Please repeat every record exactly, leaving out any pictures.

(Dataset entries)

★ ★ ★ ★ ★ ★ ★

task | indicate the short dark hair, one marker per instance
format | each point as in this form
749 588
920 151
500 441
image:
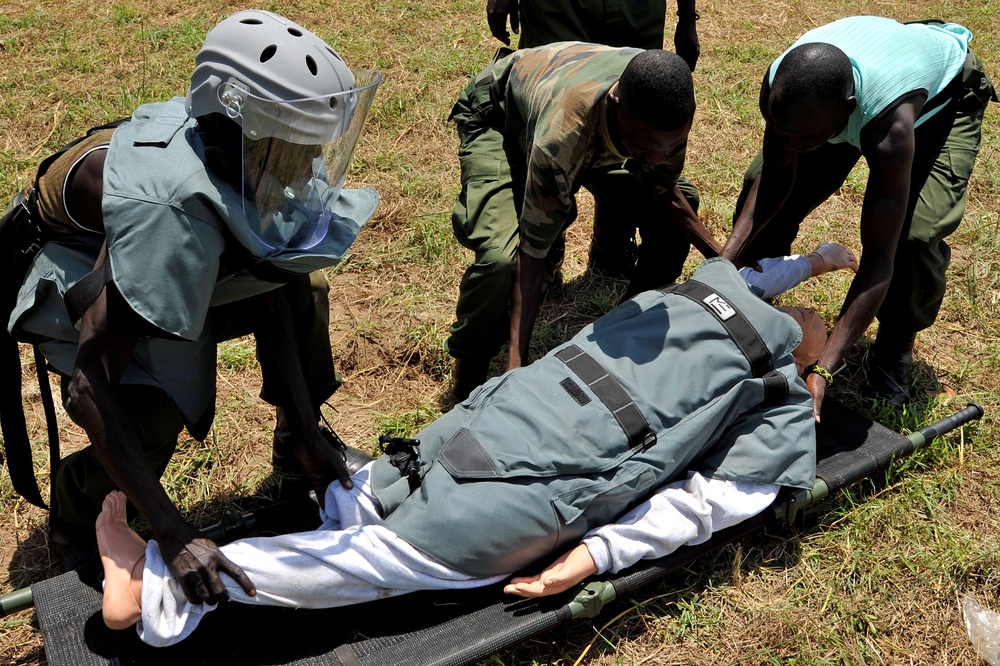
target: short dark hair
811 77
656 87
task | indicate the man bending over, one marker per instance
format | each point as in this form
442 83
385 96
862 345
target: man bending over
679 413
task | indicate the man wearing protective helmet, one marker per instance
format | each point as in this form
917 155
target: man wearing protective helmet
206 218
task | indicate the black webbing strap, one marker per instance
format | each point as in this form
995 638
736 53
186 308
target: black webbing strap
741 331
17 446
611 393
23 234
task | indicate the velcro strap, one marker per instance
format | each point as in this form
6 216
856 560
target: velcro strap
611 393
740 329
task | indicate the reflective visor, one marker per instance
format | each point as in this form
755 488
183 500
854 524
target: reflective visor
295 155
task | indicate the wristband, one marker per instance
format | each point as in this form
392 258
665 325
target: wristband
815 368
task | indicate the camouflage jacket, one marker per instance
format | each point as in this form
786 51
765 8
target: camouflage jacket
554 103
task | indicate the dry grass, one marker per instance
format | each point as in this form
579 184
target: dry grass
878 582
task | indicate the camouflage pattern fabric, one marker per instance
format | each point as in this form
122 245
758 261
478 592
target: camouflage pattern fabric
555 125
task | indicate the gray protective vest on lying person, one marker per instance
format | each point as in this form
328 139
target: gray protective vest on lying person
695 376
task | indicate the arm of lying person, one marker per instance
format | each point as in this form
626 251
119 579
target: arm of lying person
685 512
779 274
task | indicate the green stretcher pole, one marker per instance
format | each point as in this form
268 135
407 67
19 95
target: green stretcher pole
231 526
594 595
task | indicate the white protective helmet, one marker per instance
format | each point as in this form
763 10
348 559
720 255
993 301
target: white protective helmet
301 109
273 74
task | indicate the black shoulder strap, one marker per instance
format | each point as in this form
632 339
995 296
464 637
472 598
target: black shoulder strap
741 331
17 445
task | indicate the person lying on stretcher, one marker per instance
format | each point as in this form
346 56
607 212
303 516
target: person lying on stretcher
678 414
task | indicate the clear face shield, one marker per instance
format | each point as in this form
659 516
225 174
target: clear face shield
295 155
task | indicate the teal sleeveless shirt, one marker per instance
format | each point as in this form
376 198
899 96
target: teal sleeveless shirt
890 59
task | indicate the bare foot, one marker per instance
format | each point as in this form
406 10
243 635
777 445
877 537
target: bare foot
123 552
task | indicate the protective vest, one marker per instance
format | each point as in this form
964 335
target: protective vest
168 221
539 456
889 60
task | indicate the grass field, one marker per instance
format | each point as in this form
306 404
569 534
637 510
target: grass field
879 581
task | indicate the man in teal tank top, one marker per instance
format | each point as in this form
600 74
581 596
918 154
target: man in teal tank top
537 125
910 99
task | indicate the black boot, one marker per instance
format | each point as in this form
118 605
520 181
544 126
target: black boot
612 254
889 360
284 462
467 375
553 264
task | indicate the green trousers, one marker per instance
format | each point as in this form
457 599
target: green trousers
485 220
611 22
81 481
946 149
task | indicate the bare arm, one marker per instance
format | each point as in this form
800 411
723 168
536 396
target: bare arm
686 33
525 300
108 336
687 222
889 151
280 363
497 13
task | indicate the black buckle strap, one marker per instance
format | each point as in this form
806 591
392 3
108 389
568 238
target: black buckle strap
402 452
740 329
611 393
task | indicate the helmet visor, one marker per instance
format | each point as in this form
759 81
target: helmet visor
295 155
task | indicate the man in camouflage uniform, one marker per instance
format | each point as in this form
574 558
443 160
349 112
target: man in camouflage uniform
537 125
610 22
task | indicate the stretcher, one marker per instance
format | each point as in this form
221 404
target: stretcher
432 628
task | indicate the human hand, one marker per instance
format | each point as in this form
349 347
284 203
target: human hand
196 563
817 386
564 573
833 257
497 12
686 39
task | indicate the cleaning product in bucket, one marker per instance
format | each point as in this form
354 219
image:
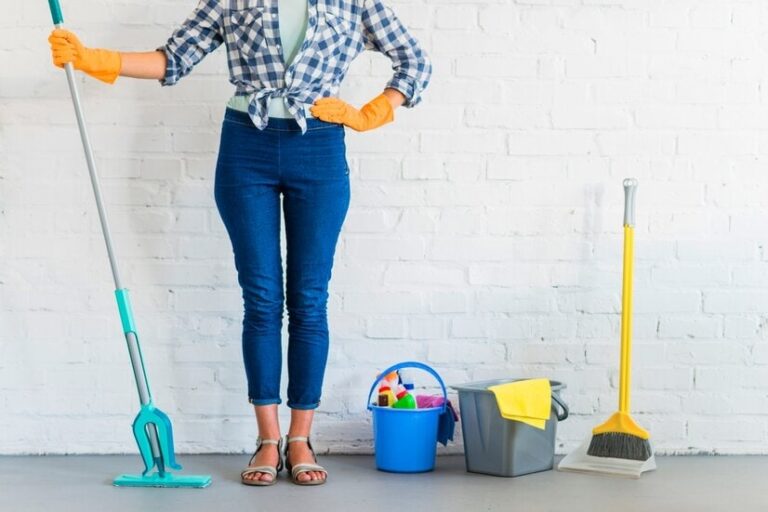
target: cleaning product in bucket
405 400
405 440
386 396
406 377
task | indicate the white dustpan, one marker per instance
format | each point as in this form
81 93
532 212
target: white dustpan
578 461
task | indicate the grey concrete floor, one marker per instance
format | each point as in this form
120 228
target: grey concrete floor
83 483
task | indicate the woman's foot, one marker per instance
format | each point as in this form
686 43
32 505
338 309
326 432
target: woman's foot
299 453
268 455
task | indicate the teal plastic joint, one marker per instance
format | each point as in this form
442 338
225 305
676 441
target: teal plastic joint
126 313
58 17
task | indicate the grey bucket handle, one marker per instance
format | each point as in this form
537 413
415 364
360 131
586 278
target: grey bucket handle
561 416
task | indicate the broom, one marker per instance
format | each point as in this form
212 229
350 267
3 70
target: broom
621 437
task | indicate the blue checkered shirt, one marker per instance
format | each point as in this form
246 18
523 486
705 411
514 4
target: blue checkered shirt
337 31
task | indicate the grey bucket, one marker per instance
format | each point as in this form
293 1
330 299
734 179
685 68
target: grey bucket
497 446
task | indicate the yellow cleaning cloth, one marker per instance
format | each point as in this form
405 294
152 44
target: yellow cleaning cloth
529 401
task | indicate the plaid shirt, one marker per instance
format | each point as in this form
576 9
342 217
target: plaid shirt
337 31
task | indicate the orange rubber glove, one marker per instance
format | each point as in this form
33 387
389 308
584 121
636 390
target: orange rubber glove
101 64
373 115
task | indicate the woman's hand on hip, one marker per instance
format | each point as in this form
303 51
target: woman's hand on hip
374 114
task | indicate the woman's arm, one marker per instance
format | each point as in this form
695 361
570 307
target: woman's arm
385 33
150 65
198 36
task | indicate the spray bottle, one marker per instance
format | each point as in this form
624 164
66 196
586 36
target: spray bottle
405 400
386 395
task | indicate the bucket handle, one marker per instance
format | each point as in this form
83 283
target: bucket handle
408 364
559 401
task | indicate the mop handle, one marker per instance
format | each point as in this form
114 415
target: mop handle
630 192
121 294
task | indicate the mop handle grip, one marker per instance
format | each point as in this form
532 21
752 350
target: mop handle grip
630 192
58 17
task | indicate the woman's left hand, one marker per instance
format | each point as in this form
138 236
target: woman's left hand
373 115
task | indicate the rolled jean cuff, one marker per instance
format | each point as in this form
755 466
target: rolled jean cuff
303 407
264 401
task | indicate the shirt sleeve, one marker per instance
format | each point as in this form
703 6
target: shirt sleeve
385 33
199 35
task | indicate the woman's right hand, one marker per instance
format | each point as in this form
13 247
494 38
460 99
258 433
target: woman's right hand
103 65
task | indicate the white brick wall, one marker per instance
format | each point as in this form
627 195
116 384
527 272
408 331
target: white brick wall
483 237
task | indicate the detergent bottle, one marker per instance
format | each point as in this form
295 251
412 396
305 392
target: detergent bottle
406 377
405 400
386 396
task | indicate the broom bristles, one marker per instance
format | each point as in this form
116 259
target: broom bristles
620 446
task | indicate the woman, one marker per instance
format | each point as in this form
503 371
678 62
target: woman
283 134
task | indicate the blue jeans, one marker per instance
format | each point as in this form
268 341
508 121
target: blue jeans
310 171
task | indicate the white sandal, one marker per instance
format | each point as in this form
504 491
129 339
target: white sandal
304 467
269 470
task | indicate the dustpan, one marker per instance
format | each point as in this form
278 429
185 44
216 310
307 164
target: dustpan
579 462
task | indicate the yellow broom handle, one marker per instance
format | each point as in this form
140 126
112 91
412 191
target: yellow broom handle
626 319
630 189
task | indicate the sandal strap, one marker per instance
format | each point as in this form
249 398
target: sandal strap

★ ★ ★ ★ ★ ★ ★

Your response:
task | indicate the short dark hair, one marker per instance
format | each point as in this form
749 588
920 151
500 441
image:
target: short dark hair
811 77
656 87
task | indicate the man bending over, one marker per instance
format | each point as in this form
442 83
385 96
862 345
target: man bending over
679 413
task | indicate the man wearing protective helmet, one marker per instance
format | each point as in this form
917 155
target: man wearing protective helmet
206 218
task | indicate the black webbing strap, one marker per instance
format | each point as in this form
995 638
736 53
186 308
target: black webbing strap
741 331
17 446
611 393
23 234
task | indicate the velcro strap, one marker per instance
format | each point as in this form
6 216
856 560
target: velcro strap
611 393
740 329
task | indicate the reflective visor, one marker per instance
format | each point as in this form
755 488
183 500
854 524
target: reflective visor
295 155
task | indicate the wristband, one marker per instance
format | each point as in this form
392 258
665 325
target: wristband
815 368
task | indicate the camouflage jacket, one marker per instance
format | each point as in this form
786 51
765 8
target: camouflage jacket
554 103
task | indicate the dry grass, one marker per instance
format | each point as in this form
579 184
target: dry grass
878 582
task | indicate the camouflage pattern fabric, one marker per instance
format | each point as in this form
122 245
758 261
478 592
target: camouflage pattern fabric
555 125
task | indicate the gray protective vest on lying person, one marker per instance
format | each point as in this form
328 139
target: gray protective vest on lying person
695 376
task | indicate the arm of lying person, one marker per instance
format | each point as in this form
626 251
119 579
target: arm of lying person
685 512
779 274
task | indicate the green stretcher pole, one marker per instance
format | each point as in this form
268 135
407 67
19 95
target: green stretcher pole
231 526
594 595
task | indicate the white protective helmet, one marker per instance
format | each point as in this form
763 10
348 559
720 255
993 301
target: white protective helmet
301 109
273 74
task | indicate the black shoulder strap, one marker per instance
format | each point as in this form
632 339
995 296
464 637
472 598
target: black shoulder strap
741 331
17 445
task | indicate the person lying on stretcher, one marker per instance
format | each point as in this form
346 56
607 212
303 516
target: person lying on stretcher
678 414
task | indicate the clear face shield, one marker per instance
format | each point as in this form
659 516
225 174
target: clear face shield
295 155
task | indicate the teal sleeveless shirt, one marker per instance
format | each point as in this form
376 198
899 96
target: teal sleeveless shirt
890 59
task | indicate the bare foot, one marker per instance
format | each point as in this form
406 10
243 635
777 445
877 537
target: bare foot
123 552
task | indicate the protective vest, one marker per instance
format | each point as in this form
964 335
target: protective vest
168 221
539 456
889 60
task | indicate the grass field, one marker per instance
format | each point as in this form
306 404
569 534
637 510
target: grass field
879 581
task | indicate the man in teal tank top, one marker per instance
format | each point as in this form
600 74
581 596
918 154
target: man in teal tank top
537 125
910 99
task | indicate the black boot, one marker per instance
format | each point as in this form
118 605
520 181
544 126
target: black boot
612 254
889 360
284 462
467 375
553 264
task | indicate the green trousers, one marker per instance
format | each point as in this form
457 599
target: green trousers
485 220
611 22
81 481
946 149
task | indicate the bare arm, one marker per instance
format | each point as in this form
800 411
723 168
536 396
target: bare arm
686 33
525 300
108 336
687 222
889 151
280 363
497 13
task | indicate the black buckle strap, one marker per instance
format | each point as in this form
806 591
392 3
108 389
568 238
target: black buckle strap
402 452
740 329
611 393
task | indicate the helmet visor, one marker per instance
format | each point as in this form
759 81
target: helmet visor
295 155
task | indicate the man in camouflage uniform, one marker per instance
format | each point as in this form
574 558
443 160
349 112
target: man in camouflage uniform
537 125
610 22
task | indicate the stretcher, one marker per instance
format | each point as in this form
221 404
target: stretcher
432 628
task | indicate the human hand, one marker per instance
format | each point as in this form
349 347
284 203
target: human hand
196 563
817 386
564 573
833 257
497 12
686 39
task | indicate the cleaning product in bucket, one marker per instance
format | each point as in this form
354 219
image:
target: cleaning product in bucket
405 400
405 440
386 396
406 377
task | indicate the white dustpan, one marker per instance
format | each point as in this form
81 93
532 212
target: white dustpan
578 461
task | indicate the grey concrete floor, one marker per instance
format | each point as in this form
120 228
target: grey concrete floor
83 483
task | indicate the woman's foot, one marker per instance
format | each point as in this form
686 43
32 505
338 309
326 432
target: woman's foot
299 453
268 455
task | indicate the teal plastic joint, one marker per instance
format | each point as in this form
442 338
225 305
676 441
target: teal plastic joint
126 313
58 17
task | indicate the grey bucket handle, one marker per instance
format | each point as in this form
537 413
415 364
360 131
586 278
target: grey bucket handle
561 416
task | indicate the broom, one marker per instance
format | each point as in this form
212 229
350 267
3 70
target: broom
621 437
task | indicate the blue checkered shirt, one marker per instance
format | each point as in this form
246 18
523 486
705 411
514 4
target: blue checkered shirt
337 31
task | indicate the grey bucket, one marker per instance
format | each point as in this form
293 1
330 299
734 179
685 68
target: grey bucket
497 446
task | indicate the yellow cleaning cloth, one marker per instance
format | each point as in this form
405 294
152 44
target: yellow cleaning cloth
529 401
task | indicate the plaid shirt, one marker per instance
format | each point as in this form
576 9
342 217
target: plaid shirt
337 31
task | indicate the orange rubber glove, one marker per instance
format | each point as in this form
33 387
389 308
584 121
636 390
target: orange rubber glove
101 64
373 115
task | indicate the woman's hand on hip, one marker per instance
format | each point as in this form
303 51
target: woman's hand on hip
374 114
task | indicate the woman's arm, one marker per instance
format | each point as in this form
695 361
570 307
target: woman's arm
385 33
150 65
198 36
task | indicate the spray bottle, one marker per instance
format | each point as in this form
624 164
66 196
586 36
target: spray bottle
405 400
386 395
task | indicate the bucket handle, one marker per instance
format | each point as in this form
83 283
target: bucket handle
408 364
559 401
task | indicate the mop handle, one marker per instance
format | each point as in this form
114 415
target: mop handle
630 192
121 294
task | indicate the mop handle grip, one marker per instance
format | each point as in this form
532 21
752 350
target: mop handle grip
630 192
58 17
task | indicate the woman's left hand, one marker per instance
format | each point as in this form
138 236
target: woman's left hand
373 115
task | indicate the rolled jean cuff, one marker per instance
format | each point as in this form
755 466
target: rolled jean cuff
303 407
264 401
task | indicate the shirt sleeve, one marker per instance
format | each point as in this form
703 6
target: shirt sleeve
385 33
199 35
task | indicate the woman's right hand, one marker per instance
format | each point as in this form
13 247
494 38
460 99
258 433
target: woman's right hand
103 65
task | indicate the white brick wall, one marker per instance
format | each point as in this form
627 195
116 384
527 272
408 331
target: white brick wall
483 237
task | indicate the detergent bottle, one marker per instance
format | each point as in this form
295 251
412 396
305 392
target: detergent bottle
406 377
405 400
386 396
task | indicate the broom bristles, one marker per instance
format | each point as in this form
116 259
target: broom bristles
620 446
task | indicate the woman, one marker per instance
format | each point as in this form
503 371
678 62
target: woman
283 134
task | indicate the blue jeans, one marker per instance
format | each point as in this form
268 341
508 121
target: blue jeans
310 171
task | indicate the white sandal, one marker per instance
format | each point as in this form
504 491
129 339
target: white sandal
304 467
269 470
task | indicate the dustpan, one marker per instance
format | each point as in this form
278 429
185 44
216 310
307 164
target: dustpan
579 462
task | indicate the yellow broom handle, one marker per instance
format | each point as in this form
140 126
112 91
412 191
target: yellow broom handle
626 319
630 189
task | indicate the sandal strap, one marker per instance
format | each point as in this form
249 398
target: sandal strap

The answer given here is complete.